## What is expected:
Type every record exactly as it appears.

⁂

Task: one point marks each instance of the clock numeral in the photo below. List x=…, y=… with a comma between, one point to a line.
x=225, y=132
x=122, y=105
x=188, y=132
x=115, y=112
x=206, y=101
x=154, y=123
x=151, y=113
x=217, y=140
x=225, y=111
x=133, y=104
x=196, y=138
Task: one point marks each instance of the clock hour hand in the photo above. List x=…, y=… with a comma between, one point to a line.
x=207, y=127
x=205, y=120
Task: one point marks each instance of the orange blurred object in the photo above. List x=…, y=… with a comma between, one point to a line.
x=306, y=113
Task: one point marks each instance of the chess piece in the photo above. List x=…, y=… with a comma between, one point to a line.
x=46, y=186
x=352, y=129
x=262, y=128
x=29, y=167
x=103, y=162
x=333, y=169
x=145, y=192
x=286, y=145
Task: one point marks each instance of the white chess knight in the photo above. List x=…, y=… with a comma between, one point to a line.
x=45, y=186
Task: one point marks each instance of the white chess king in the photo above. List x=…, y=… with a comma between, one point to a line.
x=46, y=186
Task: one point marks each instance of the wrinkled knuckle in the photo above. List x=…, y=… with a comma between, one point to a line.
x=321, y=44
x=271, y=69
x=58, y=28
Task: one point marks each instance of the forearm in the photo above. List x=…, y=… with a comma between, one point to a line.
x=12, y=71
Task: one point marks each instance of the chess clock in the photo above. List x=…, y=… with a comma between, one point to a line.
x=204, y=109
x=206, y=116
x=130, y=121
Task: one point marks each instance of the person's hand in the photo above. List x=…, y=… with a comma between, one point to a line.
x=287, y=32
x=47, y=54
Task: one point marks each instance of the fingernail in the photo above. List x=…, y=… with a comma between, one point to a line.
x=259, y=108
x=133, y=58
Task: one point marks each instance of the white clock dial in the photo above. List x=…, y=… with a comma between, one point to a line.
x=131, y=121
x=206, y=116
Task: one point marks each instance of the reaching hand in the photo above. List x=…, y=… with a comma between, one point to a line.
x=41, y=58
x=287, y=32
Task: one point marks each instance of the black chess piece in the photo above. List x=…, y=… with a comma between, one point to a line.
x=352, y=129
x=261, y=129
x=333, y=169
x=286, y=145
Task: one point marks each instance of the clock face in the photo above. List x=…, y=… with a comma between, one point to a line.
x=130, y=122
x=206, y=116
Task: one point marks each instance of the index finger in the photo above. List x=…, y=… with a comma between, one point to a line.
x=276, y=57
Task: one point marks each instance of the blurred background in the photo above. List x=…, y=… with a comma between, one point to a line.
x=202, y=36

⁂

## Finished exercise:
Task: one point marks each instance of the clock numeral in the photo below. List x=…, y=… with a comma between, one point to a line.
x=225, y=132
x=122, y=105
x=188, y=132
x=115, y=112
x=206, y=101
x=154, y=123
x=151, y=113
x=217, y=140
x=225, y=111
x=133, y=104
x=196, y=138
Task: one point marks each instance of the clock hour hand in the photo above. List x=…, y=… with a comma between, one point to a line.
x=207, y=127
x=205, y=120
Task: one point marks each instance of the orange blurred object in the photo above. List x=…, y=… with a comma between, one point to a line.
x=306, y=113
Task: one point marks each instance of the chess piece in the photo above. List x=…, y=… with a comma between, one point to a line.
x=46, y=186
x=352, y=129
x=262, y=128
x=29, y=167
x=103, y=162
x=333, y=169
x=145, y=192
x=286, y=145
Task: one point marks each instance of the white chess knight in the photo above. List x=…, y=… with a comma between, one point to a line.
x=45, y=186
Task: one point marks each instance of the white chess king in the photo above. List x=…, y=… with a comma between, one point to a line.
x=46, y=186
Task: one point marks each instance of the wrinkled knuckle in the photo above. List x=…, y=… with a comma between, one point to a line.
x=321, y=44
x=271, y=69
x=58, y=28
Task: one point marks each instance of the forearm in the photo above. List x=…, y=… with a comma between, one point to a line.
x=12, y=71
Task: one point marks each instance of the chess clock in the photo above. List x=…, y=… with a comma between, one point to a line.
x=204, y=109
x=206, y=116
x=130, y=121
Task: one point marks each instance of the person's hand in the photo above. List x=…, y=… with a comma between, one point to a line.
x=287, y=32
x=47, y=54
Task: one point marks each instance of the fingernail in the photo above. List x=…, y=… with a comma between, one point to a line.
x=259, y=108
x=133, y=58
Task: one point marks each instance of the white clock dial in the photo above. List x=…, y=… with a comma between, one point to a line.
x=131, y=121
x=206, y=116
Task: one point marks each instance of the reaching hand in the photo above. List x=…, y=… with a comma between, one point to a line.
x=41, y=58
x=287, y=32
Task: one point marks each instance of the black chess piece in the photo above. List x=…, y=… with a comma between, one point to a line.
x=352, y=129
x=261, y=129
x=333, y=169
x=286, y=145
Task: one point marks each instance of the clock face in the photo above. List x=…, y=… with a comma between, one point to a line.
x=130, y=122
x=206, y=116
Task: one point marks each instance of the index finger in the photo above. List x=…, y=… with a comma between, one point to a line.
x=276, y=57
Task: one point marks each instance of the blurred background in the photo above. List x=…, y=… with a comma between, one point to a line.
x=202, y=36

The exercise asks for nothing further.